* [Sección del documento]:
= = = = = = =

Por SINDY FLORES, The New York Times

SAN FRANCISCO — Soy una solicitante de asilo originaria de Honduras y madre de tres. Durante más de un mes mi hija más pequeña fue forzosamente separada de su padre y de mí por el gobierno estadounidense. Aún no sé dónde estuvo en ese tiempo o quién la cuidó.

Es una bebé; no puede contarme si le pasó algo malo. No sé si ella cree que quisimos abandonarla. Lo que sí sé es que regresó mucho más delgada, con piojos y tos seca, y que lloró durante días al quedar traumada por un gobierno que mantiene a los hijos separados de sus padres solo debido a que son migrantes.

Huimos de Honduras hacia Estados Unidos porque temíamos por nuestras vidas allá. Crecí en la capital, Tegucigalpa, y mi vecindario se ha vuelto en los últimos años uno de los más violentos en la ciudad. El 18 de octubre llegaron pandilleros a mi casa en busca de mi pareja, Kevin. Ya habíamos tenido encontronazos con las pandillas en el pasado.

Me mostraron sus armas y me dijeron: “Si no se van en veinticuatro horas, ya saben qué pasa”.

= = = = = = =

* [Material]:
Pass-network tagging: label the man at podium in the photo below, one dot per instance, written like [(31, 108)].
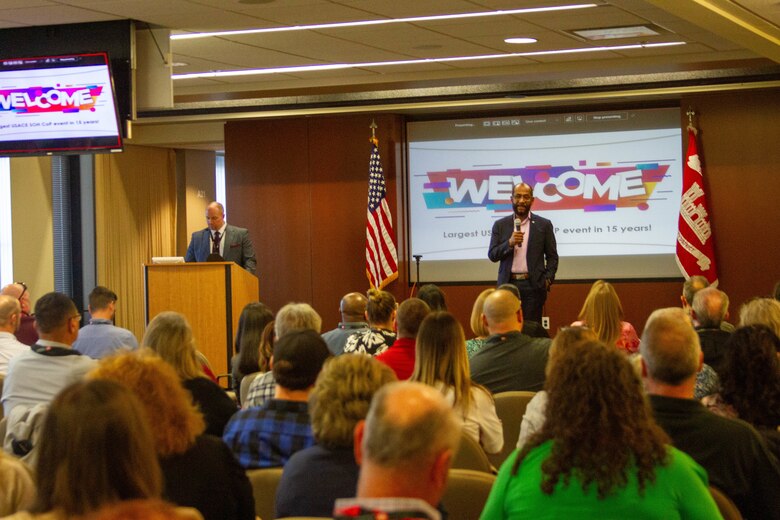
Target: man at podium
[(220, 239)]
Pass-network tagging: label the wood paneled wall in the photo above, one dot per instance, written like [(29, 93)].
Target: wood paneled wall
[(300, 186)]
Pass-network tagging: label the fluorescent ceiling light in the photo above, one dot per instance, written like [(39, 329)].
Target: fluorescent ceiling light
[(359, 23), (609, 33), (336, 66)]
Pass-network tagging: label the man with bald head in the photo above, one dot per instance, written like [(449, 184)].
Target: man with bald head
[(353, 319), (38, 374), (220, 238), (524, 245), (733, 453), (509, 359), (10, 316), (404, 449), (26, 332), (710, 307)]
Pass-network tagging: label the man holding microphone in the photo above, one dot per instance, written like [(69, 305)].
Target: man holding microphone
[(524, 245)]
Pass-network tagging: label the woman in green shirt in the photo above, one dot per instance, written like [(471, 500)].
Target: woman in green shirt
[(599, 453)]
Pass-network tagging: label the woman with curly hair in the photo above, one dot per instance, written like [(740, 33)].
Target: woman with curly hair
[(599, 453), (750, 381), (254, 317), (603, 313), (481, 333), (315, 477), (441, 362), (200, 470), (380, 312), (169, 335)]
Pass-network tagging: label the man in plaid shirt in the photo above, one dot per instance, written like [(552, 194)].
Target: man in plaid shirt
[(266, 436)]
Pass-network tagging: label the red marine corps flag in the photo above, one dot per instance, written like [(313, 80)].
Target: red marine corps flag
[(381, 258), (695, 244)]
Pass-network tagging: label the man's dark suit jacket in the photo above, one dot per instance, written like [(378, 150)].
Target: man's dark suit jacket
[(238, 248), (542, 253), (511, 361)]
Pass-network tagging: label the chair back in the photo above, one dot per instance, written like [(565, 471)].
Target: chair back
[(726, 507), (264, 483), (510, 407), (470, 455), (245, 382), (466, 493)]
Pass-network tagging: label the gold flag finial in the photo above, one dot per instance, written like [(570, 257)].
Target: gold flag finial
[(691, 113), (373, 128)]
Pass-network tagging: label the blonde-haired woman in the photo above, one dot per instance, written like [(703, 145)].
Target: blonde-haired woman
[(380, 313), (442, 363), (761, 311), (477, 326), (200, 470), (603, 313), (169, 335)]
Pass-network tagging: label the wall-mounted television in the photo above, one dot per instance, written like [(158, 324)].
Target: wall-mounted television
[(58, 105)]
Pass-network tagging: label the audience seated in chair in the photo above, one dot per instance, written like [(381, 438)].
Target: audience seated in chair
[(603, 312), (433, 296), (200, 470), (535, 412), (248, 358), (509, 360), (710, 308), (476, 324), (38, 374), (750, 382), (400, 357), (170, 336), (404, 448), (10, 317), (352, 309), (101, 338), (267, 436), (96, 449), (599, 453), (443, 364), (315, 477), (293, 316), (380, 313), (733, 453)]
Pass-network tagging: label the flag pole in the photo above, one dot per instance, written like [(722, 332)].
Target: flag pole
[(691, 114), (373, 128)]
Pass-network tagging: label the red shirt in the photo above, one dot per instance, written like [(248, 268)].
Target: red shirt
[(400, 357)]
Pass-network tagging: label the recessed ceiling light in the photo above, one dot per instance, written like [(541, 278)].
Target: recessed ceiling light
[(520, 40), (337, 66), (382, 21), (611, 33)]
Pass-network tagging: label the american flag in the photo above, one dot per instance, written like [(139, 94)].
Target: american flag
[(381, 258), (695, 243)]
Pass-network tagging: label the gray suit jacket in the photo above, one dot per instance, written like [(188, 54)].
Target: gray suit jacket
[(238, 248)]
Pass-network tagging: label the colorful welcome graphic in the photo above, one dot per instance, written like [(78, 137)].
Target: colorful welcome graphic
[(50, 99), (601, 188)]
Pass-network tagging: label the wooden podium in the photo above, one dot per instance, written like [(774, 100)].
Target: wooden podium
[(210, 294)]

= = = = = = =

* [Instrucciones de trabajo]:
a - Devuelve sin cambios el pasaje del testimonio de la solicitante de asilo hondureña que empieza en "SAN FRANCISCO —" y termina en "que son migrantes.".
b - Escribe la siguiente parte del testimonio de la solicitante de asilo hondureña, a partir de su última oración.

* [Resultados por tarea]:
a -
SAN FRANCISCO — Soy una solicitante de asilo originaria de Honduras y madre de tres. Durante más de un mes mi hija más pequeña fue forzosamente separada de su padre y de mí por el gobierno estadounidense. Aún no sé dónde estuvo en ese tiempo o quién la cuidó.

Es una bebé; no puede contarme si le pasó algo malo. No sé si ella cree que quisimos abandonarla. Lo que sí sé es que regresó mucho más delgada, con piojos y tos seca, y que lloró durante días al quedar traumada por un gobierno que mantiene a los hijos separados de sus padres solo debido a que son migrantes.

b -
Sabía de qué son capaces. Cuando mi hija mayor tenía 2 años y yo estaba embarazada de mi hijo, su padre fue asesinado y descuartizado por los pandilleros. Nos llegaron amenazas de muerte incluso después de su asesinato. Intentamos mudarnos a otro pueblo hasta que las cosas se calmaran, pero las pandillas nos encontraron ahí y nos extorsionaron.

Las amenazas de muerte empezaron de nuevo cuando Kevin y yo nos juntamos y nació nuestra hija Grethshell. La gente que ha sido deportada desde Estados Unidos, como Kevin, son blanco de las pandillas porque se cree que tienen dinero. Ante las nuevas amenazas agarré todo el dinero que tenía, unos 80 dólares, y llené las mochilas de los niños con su ropa y una muñeca para Grethshell, quien entonces tenía 15 meses de edad. Recogí a mi hijo en el colegio y nos dirigimos a la estación de autobús para reunirnos con Kevin.

Compramos boletos a la ciudad más cercana en Guatemala y desde ahí tomamos otro autobús hacia la frontera sur de México. Ya en ese país, sin dinero, viajamos a bordo del tren de carga apodado la Bestia.

Cuando esperábamos el tren a Puebla, los agentes migratorios mexicanos llegaron y golpearon a la gente, a la que subieron a camionetas. En el caos agarré a mis hijos mayores para escondernos en unos arbustos cercanos. Kevin, quien llevaba a Grethshell en un portabebés, corrió en otra dirección. Fue la última vez que los vi juntos.

Durante el viaje habíamos ideado un plan en caso de separarnos. Mi tío vive en San Francisco y ahí nos reuniríamos. “Nos encontramos ahí”, dijo Kevin. “Ahí estaremos a salvo”.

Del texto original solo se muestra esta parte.